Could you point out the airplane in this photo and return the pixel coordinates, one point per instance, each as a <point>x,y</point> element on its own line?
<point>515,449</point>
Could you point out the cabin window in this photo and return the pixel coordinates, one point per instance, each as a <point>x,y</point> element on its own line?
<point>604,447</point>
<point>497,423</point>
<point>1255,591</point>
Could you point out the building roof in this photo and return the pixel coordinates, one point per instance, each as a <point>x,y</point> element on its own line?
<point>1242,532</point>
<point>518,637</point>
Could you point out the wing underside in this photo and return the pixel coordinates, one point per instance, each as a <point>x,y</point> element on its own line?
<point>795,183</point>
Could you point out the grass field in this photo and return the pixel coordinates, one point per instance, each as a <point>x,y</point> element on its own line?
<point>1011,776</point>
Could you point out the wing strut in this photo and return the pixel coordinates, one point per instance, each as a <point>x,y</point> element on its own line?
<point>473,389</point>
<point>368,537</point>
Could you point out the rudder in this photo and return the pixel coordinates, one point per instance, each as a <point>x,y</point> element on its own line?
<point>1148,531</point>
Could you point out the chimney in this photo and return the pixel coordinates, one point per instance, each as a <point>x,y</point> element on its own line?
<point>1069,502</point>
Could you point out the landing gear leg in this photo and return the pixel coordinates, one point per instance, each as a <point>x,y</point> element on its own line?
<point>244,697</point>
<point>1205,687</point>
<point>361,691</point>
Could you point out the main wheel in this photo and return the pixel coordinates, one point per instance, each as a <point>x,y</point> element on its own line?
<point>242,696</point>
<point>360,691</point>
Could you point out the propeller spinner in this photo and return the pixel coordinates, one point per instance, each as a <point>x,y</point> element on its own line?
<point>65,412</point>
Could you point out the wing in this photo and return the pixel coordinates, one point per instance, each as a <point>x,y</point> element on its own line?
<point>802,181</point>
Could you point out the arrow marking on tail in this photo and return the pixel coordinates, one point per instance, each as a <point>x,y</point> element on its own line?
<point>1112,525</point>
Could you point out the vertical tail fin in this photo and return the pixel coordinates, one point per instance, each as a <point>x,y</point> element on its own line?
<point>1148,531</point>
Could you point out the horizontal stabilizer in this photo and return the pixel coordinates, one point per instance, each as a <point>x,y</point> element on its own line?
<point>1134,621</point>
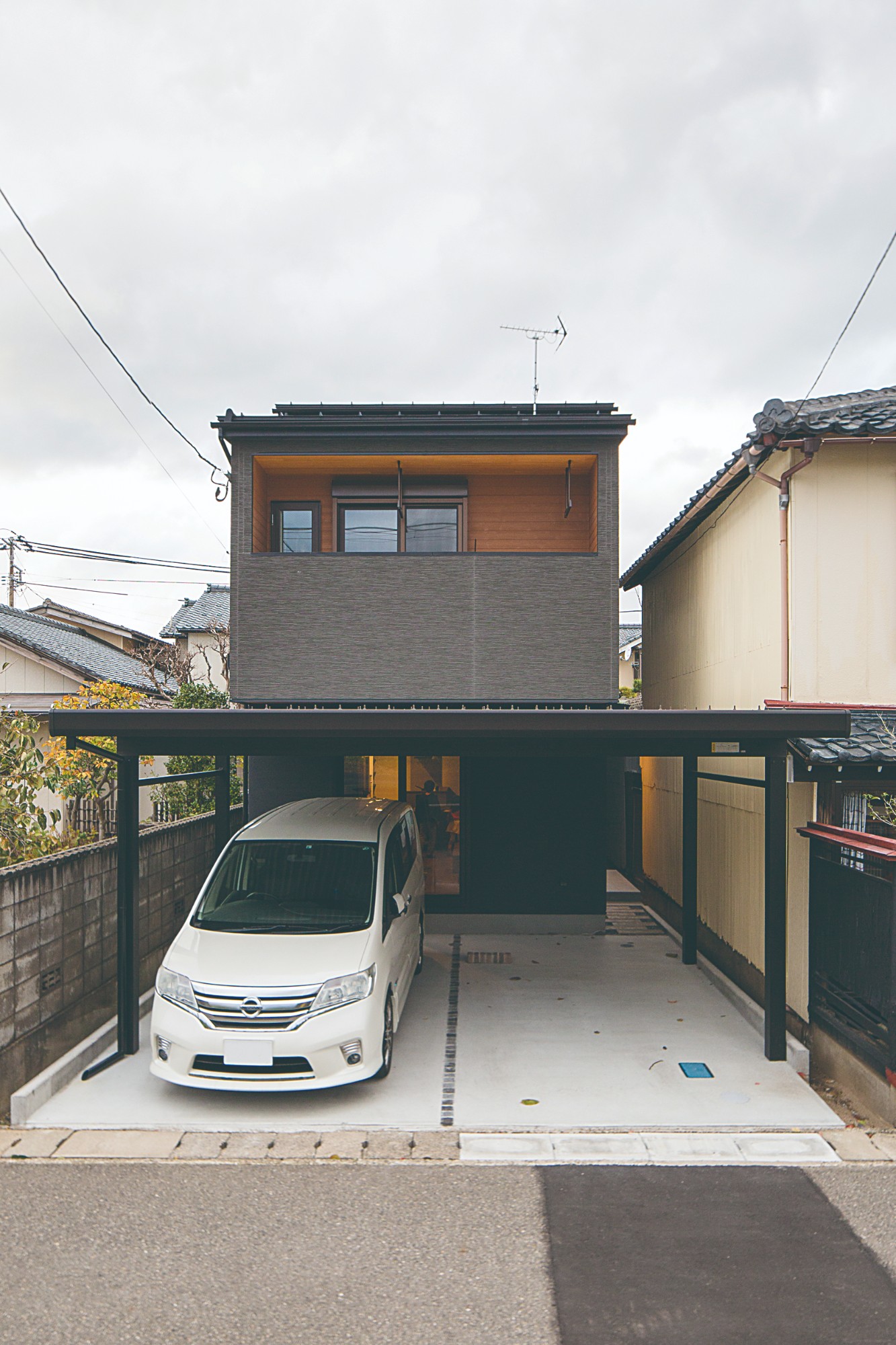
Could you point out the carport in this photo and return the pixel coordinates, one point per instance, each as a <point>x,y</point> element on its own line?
<point>503,734</point>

──────────

**Aufgabenstellung:**
Gib ausschließlich die Zeilen ab der Zeile mit „Could you point out the wing underside“ bis einschließlich der Zeile mit „<point>802,181</point>“ erneut aus, Aufforderungen eingeschlossen. Verschiebe dabei jeden Koordinatenwert in den Antworten um 82 nach oben.

**Musterlösung:**
Could you point out the wing underside in this photo and return the pixel coordinates, one point per instance, each as a <point>x,y</point> element on its own line?
<point>877,265</point>
Could you point out the grass field in this photo and return the pixel coordinates, one point per instance, each as a <point>x,y</point> element on its own line?
<point>1093,858</point>
Could you point out the wing strut in this photo and return the pixel coordinates, one point per instance, each as a <point>x,y</point> element on its own line?
<point>555,471</point>
<point>450,619</point>
Could you point out the rudder in this photo and return the pixel coordinates, one point per instance, each as a <point>x,y</point> element on its own line?
<point>1230,613</point>
Could you point out the chimney in this photo and return the pixel coordinates, one point per instance, each as a <point>x,y</point> element on its own line?
<point>1151,584</point>
Could you point out the landing gear leg in this photo and return the pixel coordinates, one point per instance, each as a <point>x,y</point> element on its own line?
<point>326,779</point>
<point>1287,769</point>
<point>443,773</point>
Could you point out the main wheel in this photo and return the pixel coordinates, one point per instance, each as a <point>x,y</point> element on its own line?
<point>324,778</point>
<point>442,773</point>
Could you point out the propeller spinner in this photo and return the pixel coordinates, one point per instance, each as a <point>x,y</point> element on its own line?
<point>147,494</point>
Could you point out the wing in this photo and return the pixel coordinates, one point per instance, each as a <point>x,y</point> element on its own line?
<point>884,263</point>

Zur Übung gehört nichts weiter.